WORK ITEM: Restate word for word, and only, the lines that extend from the line containing "Indicate every instance of the black" through the end of the records below.

Saved entries:
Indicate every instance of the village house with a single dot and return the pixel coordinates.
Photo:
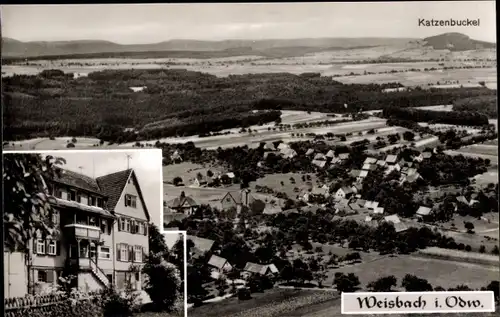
(219, 264)
(200, 246)
(182, 204)
(370, 160)
(391, 159)
(424, 213)
(344, 192)
(269, 147)
(176, 157)
(343, 156)
(101, 226)
(260, 269)
(237, 199)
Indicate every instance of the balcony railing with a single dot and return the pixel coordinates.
(84, 231)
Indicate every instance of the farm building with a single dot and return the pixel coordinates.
(201, 245)
(370, 160)
(260, 269)
(237, 199)
(183, 204)
(344, 192)
(220, 264)
(423, 213)
(391, 159)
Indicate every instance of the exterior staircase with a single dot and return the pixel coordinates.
(99, 273)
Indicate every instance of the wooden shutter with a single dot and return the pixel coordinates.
(50, 276)
(130, 253)
(118, 251)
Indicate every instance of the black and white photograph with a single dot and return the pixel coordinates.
(83, 236)
(305, 150)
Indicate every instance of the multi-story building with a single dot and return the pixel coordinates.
(101, 236)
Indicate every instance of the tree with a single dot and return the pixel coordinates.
(383, 284)
(409, 136)
(346, 283)
(163, 283)
(177, 181)
(414, 284)
(469, 226)
(27, 210)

TASK OUTPUT:
Indicate every instance of the black and white photograph with a single dot and return the pixel coordinates.
(83, 236)
(305, 150)
Indicate every instance of the multi-story building with a single dot and return the pixel coordinates.
(101, 236)
Indicate every instance of the tree with a single dot and return the pixel coordinates.
(383, 284)
(409, 136)
(346, 283)
(163, 283)
(177, 181)
(414, 284)
(469, 226)
(27, 210)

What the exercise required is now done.